#### Document excerpt:

Start

Synonymous with high performance, Ford’s RS models span over 50 years and are famous for their success in motorsport – we pick our top five road going versions
Ford’s ‘RS’ badge stands for ‘Rallye Sport’, the famous Blue Oval brand first associating its performance machines with the world of rallying in 1968 with the sedately styled ‘15M RS’ model.
Fast forward five decades and the RS badge is nailed to tyre-shredding, be-winged hatchbacks, the rallying pedigree less heavily promoted than before despite the adoption of four-wheel drive for the last two RS models.
Such is the sheer appeal of the Ford RS cars, they boasts fans across the globe, from all walks of life. They are true everyman’s supercars. And that’s not surprising when you consider there are over 30 different models graced with those two iconic letters, with most based on family cruisers.
Below, we have picked our five favourite Ford RS cars, although narrowing down the list was difficult to say the least!
Read on to find out what makes our cut, and don’t forget to share your favourites in the comments section below.

End

#### Given information:
Start

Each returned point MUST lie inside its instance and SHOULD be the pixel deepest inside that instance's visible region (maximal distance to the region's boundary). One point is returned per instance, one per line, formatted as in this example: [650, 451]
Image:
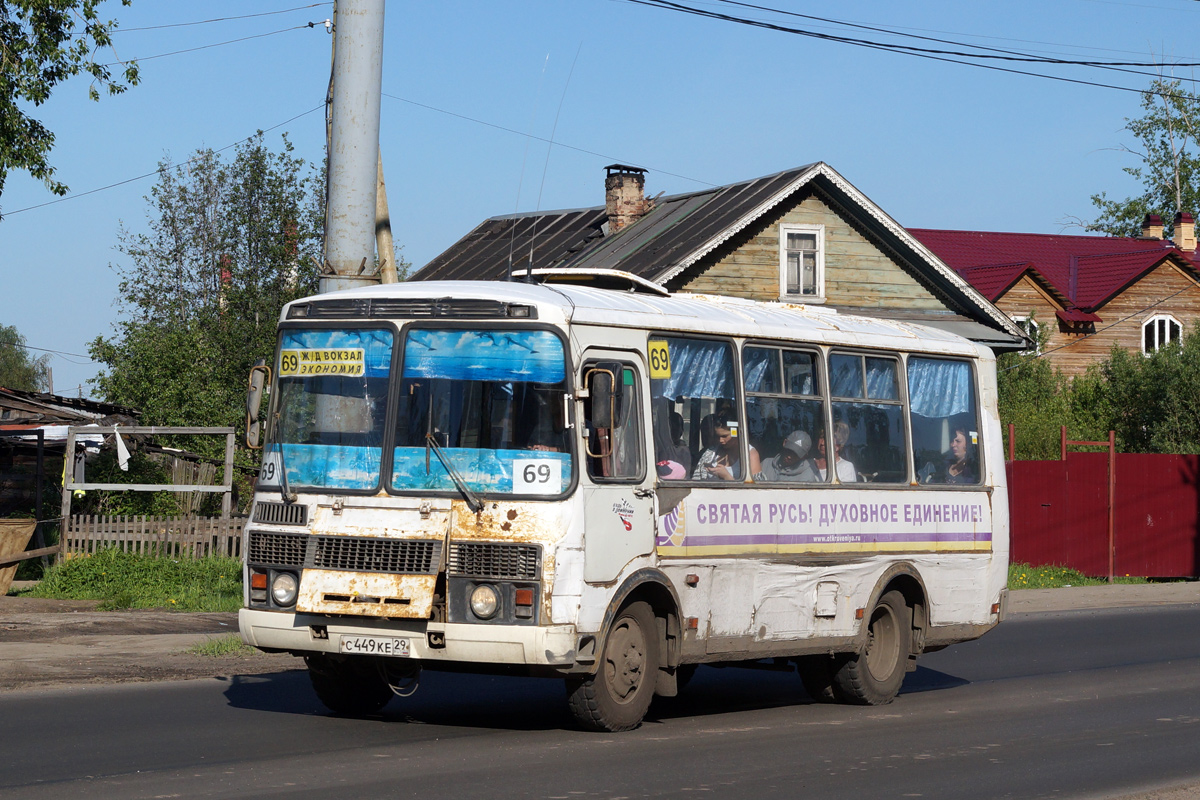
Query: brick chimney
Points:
[1185, 232]
[1152, 227]
[624, 196]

End

#### What to do:
a – Using the article on Ford RS cars, decide whether each statement agrees with it: (i) The RS badge stands for "Rallye Sport." (ii) The last two RS models were built with rear-wheel drive. (iii) More than 30 different models have carried the RS letters. For each, answer yes or no and quote the words from the article that decide it.
b – Transcribe everything in the article on Ford RS cars from "Below, we have" down to "comments section below.".

#### Expected outputs:
a –
(i) Yes: "Ford’s ‘RS’ badge stands for ‘Rallye Sport’"
(ii) No: "despite the adoption of four-wheel drive for the last two RS models"
(iii) Yes: "there are over 30 different models graced with those two iconic letters"

b –
Below, we have picked our five favourite Ford RS cars, although narrowing down the list was difficult to say the least!
Read on to find out what makes our cut, and don’t forget to share your favourites in the comments section below.